▸ **Testo scelto**:
Cambiamento climatico, aumenta lo scetticismo online
Ricerca dell’Università di Venezia indaga l’efficacia della comunicazione sul web. I contenuti dei No Climate change sono super condivisi. Sotto accusa i movimenti: «Proteste controproducenti»
Maria Ducoli
Una manifestazione a Venezia
Guardare in faccia il problema e voltarsi dall’altra parte, negarlo, puntare al cospirazionismo, o semplicemente dire che i problemi sono altri. È quello che succede su Twitter in fatto di emergenza climatica e che una ricerca guidata dal The Alan Turing Institute – a cui ha partecipato anche l’Università Ca’ Foscari – ha messo in risalto.
Il pianeta soffre, il ciclone dei giorni scorsi che ha lasciato il litorale in ginocchio ne è un esempio, così come il caldo anomalo dello scorso ottobre, l’acqua alta eccezionale prevista martedì 22 novembre da cui il Mose ci ha protetti.
Episodi come questo accadono sempre più spesso e sappiamo bene come non si tratti solo di cambiamento climatico, ma di una vera e propria emergenza, per la quale è necessario un cambio di rotta immediato nei comportamenti di ciascuno.
Eppure, ancora qualcuno non ci crede. Nonostante la realtà sia davanti ai nostri occhi, al di là delle finestre da cui contempliamo la distruzione ambientale che avviene quotidianamente.
Lo studio, pubblicato su Nature Climate Change, ha analizzato i tweet pubblicati dal 2014 al 2021 durante le conferenze annuali Cop, la cui ultima edizione si è chiusa pochi giorni fa in Egitto.
Le ricercatrici e i ricercatori hanno scoperto che i tweet degli scettici sono stati condivisi 16 volte di più durante la conferenza Cop26 di Glasgow rispetto alla Cop21 di Lima.

▸ **Dati estratti**:
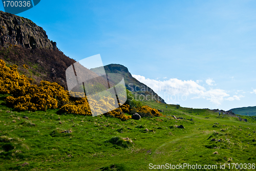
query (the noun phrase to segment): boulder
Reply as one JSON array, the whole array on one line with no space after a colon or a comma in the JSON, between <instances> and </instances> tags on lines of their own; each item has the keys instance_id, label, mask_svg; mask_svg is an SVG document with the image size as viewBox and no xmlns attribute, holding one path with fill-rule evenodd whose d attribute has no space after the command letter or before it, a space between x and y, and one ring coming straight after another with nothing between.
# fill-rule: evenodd
<instances>
[{"instance_id":1,"label":"boulder","mask_svg":"<svg viewBox=\"0 0 256 171\"><path fill-rule=\"evenodd\" d=\"M179 126L177 126L177 127L178 127L178 128L182 129L185 129L185 127L184 127L183 125L179 125Z\"/></svg>"},{"instance_id":2,"label":"boulder","mask_svg":"<svg viewBox=\"0 0 256 171\"><path fill-rule=\"evenodd\" d=\"M133 116L132 116L132 119L135 119L135 120L140 120L140 118L141 118L141 117L140 117L140 115L139 115L137 113L133 114Z\"/></svg>"},{"instance_id":3,"label":"boulder","mask_svg":"<svg viewBox=\"0 0 256 171\"><path fill-rule=\"evenodd\" d=\"M71 133L72 131L71 130L65 130L62 131L61 133Z\"/></svg>"}]
</instances>

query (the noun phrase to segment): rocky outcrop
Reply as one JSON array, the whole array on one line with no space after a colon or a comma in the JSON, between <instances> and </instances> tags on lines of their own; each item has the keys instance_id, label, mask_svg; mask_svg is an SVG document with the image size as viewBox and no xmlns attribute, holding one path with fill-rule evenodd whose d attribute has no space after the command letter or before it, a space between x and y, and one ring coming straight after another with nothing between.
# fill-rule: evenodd
<instances>
[{"instance_id":1,"label":"rocky outcrop","mask_svg":"<svg viewBox=\"0 0 256 171\"><path fill-rule=\"evenodd\" d=\"M32 21L0 11L0 45L18 45L32 49L55 50L56 43L50 40L44 29Z\"/></svg>"},{"instance_id":2,"label":"rocky outcrop","mask_svg":"<svg viewBox=\"0 0 256 171\"><path fill-rule=\"evenodd\" d=\"M141 117L140 117L140 115L139 115L137 113L133 114L133 116L132 116L132 119L135 119L135 120L140 120L140 118L141 118Z\"/></svg>"}]
</instances>

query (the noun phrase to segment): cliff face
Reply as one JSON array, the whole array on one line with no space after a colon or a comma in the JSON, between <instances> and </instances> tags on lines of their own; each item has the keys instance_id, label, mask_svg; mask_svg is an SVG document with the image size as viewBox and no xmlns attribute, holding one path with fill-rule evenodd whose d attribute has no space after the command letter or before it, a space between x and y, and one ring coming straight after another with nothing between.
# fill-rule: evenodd
<instances>
[{"instance_id":1,"label":"cliff face","mask_svg":"<svg viewBox=\"0 0 256 171\"><path fill-rule=\"evenodd\" d=\"M0 45L20 45L34 49L57 49L44 29L31 20L0 11Z\"/></svg>"},{"instance_id":2,"label":"cliff face","mask_svg":"<svg viewBox=\"0 0 256 171\"><path fill-rule=\"evenodd\" d=\"M110 64L104 66L104 69L106 74L116 73L122 75L124 79L126 89L135 94L136 97L140 96L142 97L141 99L146 99L147 100L157 100L162 103L166 103L164 100L159 96L150 87L133 77L126 67L119 64ZM91 69L91 70L98 74L102 74L98 68ZM117 80L120 80L120 78L112 77L112 79L109 78L109 79L112 82L118 82L118 81ZM142 97L143 97L142 98Z\"/></svg>"}]
</instances>

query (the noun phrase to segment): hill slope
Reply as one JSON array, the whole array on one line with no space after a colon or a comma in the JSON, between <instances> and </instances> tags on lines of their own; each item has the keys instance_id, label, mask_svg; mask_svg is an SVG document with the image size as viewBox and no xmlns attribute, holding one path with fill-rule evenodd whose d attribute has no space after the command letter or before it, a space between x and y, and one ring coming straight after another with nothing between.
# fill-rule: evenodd
<instances>
[{"instance_id":1,"label":"hill slope","mask_svg":"<svg viewBox=\"0 0 256 171\"><path fill-rule=\"evenodd\" d=\"M242 116L246 122L208 110L167 104L166 117L122 121L104 115L58 115L56 110L17 112L6 106L5 96L0 95L3 170L148 170L150 163L197 164L202 170L207 170L204 165L216 165L212 170L222 170L224 163L227 170L236 170L228 168L233 163L255 166L255 117ZM177 127L180 125L185 128Z\"/></svg>"},{"instance_id":2,"label":"hill slope","mask_svg":"<svg viewBox=\"0 0 256 171\"><path fill-rule=\"evenodd\" d=\"M127 89L136 94L138 95L137 99L145 100L146 99L147 100L151 101L156 100L161 103L166 103L164 100L158 96L157 94L150 87L133 77L126 67L119 64L110 64L104 66L104 68L106 74L117 73L120 74L124 79ZM91 69L91 70L96 73L101 74L100 73L99 68ZM120 78L117 77L112 78L113 80L110 79L110 81L113 82L116 82L116 80L120 80Z\"/></svg>"},{"instance_id":3,"label":"hill slope","mask_svg":"<svg viewBox=\"0 0 256 171\"><path fill-rule=\"evenodd\" d=\"M245 115L245 116L256 116L256 106L249 106L239 108L234 108L230 109L237 115Z\"/></svg>"}]
</instances>

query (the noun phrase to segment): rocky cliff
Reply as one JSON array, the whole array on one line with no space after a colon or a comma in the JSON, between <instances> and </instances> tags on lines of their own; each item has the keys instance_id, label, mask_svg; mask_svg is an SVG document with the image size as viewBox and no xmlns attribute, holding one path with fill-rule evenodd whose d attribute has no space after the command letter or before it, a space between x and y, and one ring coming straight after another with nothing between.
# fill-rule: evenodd
<instances>
[{"instance_id":1,"label":"rocky cliff","mask_svg":"<svg viewBox=\"0 0 256 171\"><path fill-rule=\"evenodd\" d=\"M166 103L164 100L159 96L152 89L146 85L140 82L135 78L133 77L128 69L119 64L110 64L104 66L105 72L106 74L116 73L119 74L124 78L125 87L127 89L135 94L135 98L137 100L158 101L162 103ZM91 69L91 70L99 75L100 70L98 68ZM117 80L120 80L120 78L112 77L110 81L112 82L118 82Z\"/></svg>"},{"instance_id":2,"label":"rocky cliff","mask_svg":"<svg viewBox=\"0 0 256 171\"><path fill-rule=\"evenodd\" d=\"M31 20L0 11L1 45L20 45L34 49L57 49L55 42L50 40L44 29Z\"/></svg>"}]
</instances>

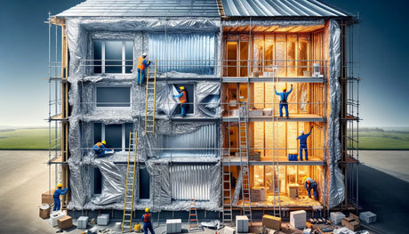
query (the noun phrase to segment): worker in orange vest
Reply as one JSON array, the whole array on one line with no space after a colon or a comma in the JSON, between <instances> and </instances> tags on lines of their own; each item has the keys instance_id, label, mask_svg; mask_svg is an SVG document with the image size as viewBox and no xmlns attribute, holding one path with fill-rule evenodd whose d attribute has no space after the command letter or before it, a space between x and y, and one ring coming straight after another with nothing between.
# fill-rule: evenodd
<instances>
[{"instance_id":1,"label":"worker in orange vest","mask_svg":"<svg viewBox=\"0 0 409 234\"><path fill-rule=\"evenodd\" d=\"M180 116L181 117L185 117L186 110L188 109L188 104L186 104L186 102L188 101L188 95L186 94L184 86L180 86L179 88L179 94L173 95L173 98L179 98L179 101L180 101Z\"/></svg>"},{"instance_id":2,"label":"worker in orange vest","mask_svg":"<svg viewBox=\"0 0 409 234\"><path fill-rule=\"evenodd\" d=\"M145 234L148 234L148 230L149 230L151 234L155 234L155 231L153 230L152 228L152 222L150 222L150 213L149 213L149 208L146 207L145 208L145 214L142 215L142 222L143 222L143 232Z\"/></svg>"},{"instance_id":3,"label":"worker in orange vest","mask_svg":"<svg viewBox=\"0 0 409 234\"><path fill-rule=\"evenodd\" d=\"M150 61L147 59L148 54L146 52L142 53L142 56L140 57L138 61L138 78L137 78L137 85L140 85L144 82L145 79L145 69L149 67L150 65Z\"/></svg>"}]
</instances>

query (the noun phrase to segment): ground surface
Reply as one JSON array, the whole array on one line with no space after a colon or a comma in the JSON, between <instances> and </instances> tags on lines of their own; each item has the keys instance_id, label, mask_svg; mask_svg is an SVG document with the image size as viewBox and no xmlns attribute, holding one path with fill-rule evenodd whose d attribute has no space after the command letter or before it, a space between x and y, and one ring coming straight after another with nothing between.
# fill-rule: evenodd
<instances>
[{"instance_id":1,"label":"ground surface","mask_svg":"<svg viewBox=\"0 0 409 234\"><path fill-rule=\"evenodd\" d=\"M359 166L360 206L378 215L378 222L373 226L381 230L380 233L409 233L409 151L360 153L360 161L365 163ZM0 233L58 230L47 220L38 217L41 193L48 190L48 166L44 164L47 159L46 151L0 150ZM187 224L182 228L186 230ZM164 233L164 225L156 230L156 234ZM204 233L214 232L206 230ZM71 229L64 233L81 231Z\"/></svg>"}]
</instances>

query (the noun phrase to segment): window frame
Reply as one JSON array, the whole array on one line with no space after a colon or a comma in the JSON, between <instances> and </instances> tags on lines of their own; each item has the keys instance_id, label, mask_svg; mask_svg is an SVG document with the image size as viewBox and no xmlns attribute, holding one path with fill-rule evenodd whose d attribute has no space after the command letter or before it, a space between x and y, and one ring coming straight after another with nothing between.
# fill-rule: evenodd
<instances>
[{"instance_id":1,"label":"window frame","mask_svg":"<svg viewBox=\"0 0 409 234\"><path fill-rule=\"evenodd\" d=\"M100 141L105 141L105 126L107 125L103 124L103 123L100 123L100 122L95 122L93 123L92 125L92 140L95 141L95 134L94 134L94 131L95 131L95 124L100 124ZM123 123L123 124L117 124L117 125L121 125L121 131L122 131L122 138L121 138L121 150L120 152L128 152L128 149L126 148L126 125L127 124L130 124L132 125L132 128L133 129L133 123L130 122L130 123Z\"/></svg>"},{"instance_id":2,"label":"window frame","mask_svg":"<svg viewBox=\"0 0 409 234\"><path fill-rule=\"evenodd\" d=\"M97 101L97 91L98 91L98 88L129 88L129 107L99 107L98 106L98 101ZM132 87L131 85L115 85L115 86L112 86L112 85L94 85L94 87L93 87L93 107L95 109L102 109L102 110L105 110L105 109L123 109L123 110L128 110L131 109L132 107Z\"/></svg>"},{"instance_id":3,"label":"window frame","mask_svg":"<svg viewBox=\"0 0 409 234\"><path fill-rule=\"evenodd\" d=\"M100 41L101 46L100 46L100 65L95 65L95 51L94 51L94 42L95 41ZM121 51L121 73L106 73L106 60L105 60L105 48L106 48L106 42L121 42L122 43L122 51ZM129 67L130 65L126 65L126 42L131 42L132 44L132 69L131 72L126 73L126 67ZM132 69L134 67L134 61L135 61L135 43L133 40L127 40L127 39L98 39L94 38L92 39L92 74L116 74L116 75L128 75L128 74L132 74ZM95 72L95 67L100 66L100 73L96 73Z\"/></svg>"}]
</instances>

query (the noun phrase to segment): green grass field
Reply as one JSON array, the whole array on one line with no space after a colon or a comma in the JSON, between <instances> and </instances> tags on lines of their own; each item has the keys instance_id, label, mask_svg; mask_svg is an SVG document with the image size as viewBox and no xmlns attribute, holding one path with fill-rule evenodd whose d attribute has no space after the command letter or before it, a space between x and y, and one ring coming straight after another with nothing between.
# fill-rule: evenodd
<instances>
[{"instance_id":1,"label":"green grass field","mask_svg":"<svg viewBox=\"0 0 409 234\"><path fill-rule=\"evenodd\" d=\"M0 149L47 149L48 128L0 131Z\"/></svg>"}]
</instances>

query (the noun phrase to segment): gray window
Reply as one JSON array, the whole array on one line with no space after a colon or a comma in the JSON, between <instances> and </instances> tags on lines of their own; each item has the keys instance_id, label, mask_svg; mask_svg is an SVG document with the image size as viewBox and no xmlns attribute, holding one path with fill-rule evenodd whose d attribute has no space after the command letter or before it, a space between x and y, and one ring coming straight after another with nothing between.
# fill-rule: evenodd
<instances>
[{"instance_id":1,"label":"gray window","mask_svg":"<svg viewBox=\"0 0 409 234\"><path fill-rule=\"evenodd\" d=\"M133 42L121 40L93 41L93 72L132 73L133 66Z\"/></svg>"},{"instance_id":2,"label":"gray window","mask_svg":"<svg viewBox=\"0 0 409 234\"><path fill-rule=\"evenodd\" d=\"M96 106L131 107L130 87L96 87Z\"/></svg>"}]
</instances>

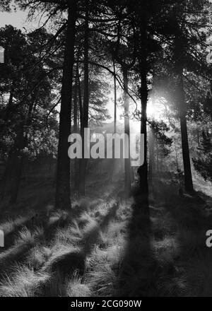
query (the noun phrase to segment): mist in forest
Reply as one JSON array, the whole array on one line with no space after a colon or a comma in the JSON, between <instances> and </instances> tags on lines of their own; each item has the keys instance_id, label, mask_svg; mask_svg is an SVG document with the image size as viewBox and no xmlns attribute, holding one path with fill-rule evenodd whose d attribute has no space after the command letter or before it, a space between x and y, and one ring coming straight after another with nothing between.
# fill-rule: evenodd
<instances>
[{"instance_id":1,"label":"mist in forest","mask_svg":"<svg viewBox=\"0 0 212 311\"><path fill-rule=\"evenodd\" d=\"M212 296L211 8L1 0L0 297Z\"/></svg>"}]
</instances>

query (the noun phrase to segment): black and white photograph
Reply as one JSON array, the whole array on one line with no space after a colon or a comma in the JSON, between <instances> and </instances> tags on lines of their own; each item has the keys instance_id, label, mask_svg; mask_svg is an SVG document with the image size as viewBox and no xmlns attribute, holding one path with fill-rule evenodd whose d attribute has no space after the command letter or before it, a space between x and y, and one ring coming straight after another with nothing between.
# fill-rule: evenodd
<instances>
[{"instance_id":1,"label":"black and white photograph","mask_svg":"<svg viewBox=\"0 0 212 311\"><path fill-rule=\"evenodd\" d=\"M45 297L212 297L212 0L1 0L0 298Z\"/></svg>"}]
</instances>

▸ **Consegna 1**: Ripeti alla lettera il passo del testo scelto, a partire da "Eppure, ancora qualcuno" e fino a "Cop21 di Lima.".
▸ **Consegna 2**: Elenca gli eventi citati nel testo scelto come esempi della sofferenza del pianeta.
I record provengono da una fonte diversa da quella del testo.

▸ **La tua soluzione 1**:
Eppure, ancora qualcuno non ci crede. Nonostante la realtà sia davanti ai nostri occhi, al di là delle finestre da cui contempliamo la distruzione ambientale che avviene quotidianamente.
Lo studio, pubblicato su Nature Climate Change, ha analizzato i tweet pubblicati dal 2014 al 2021 durante le conferenze annuali Cop, la cui ultima edizione si è chiusa pochi giorni fa in Egitto.
Le ricercatrici e i ricercatori hanno scoperto che i tweet degli scettici sono stati condivisi 16 volte di più durante la conferenza Cop26 di Glasgow rispetto alla Cop21 di Lima.

▸ **La tua soluzione 2**:
- il ciclone dei giorni scorsi che ha lasciato il litorale in ginocchio
- il caldo anomalo dello scorso ottobre
- l'acqua alta eccezionale prevista martedì 22 novembre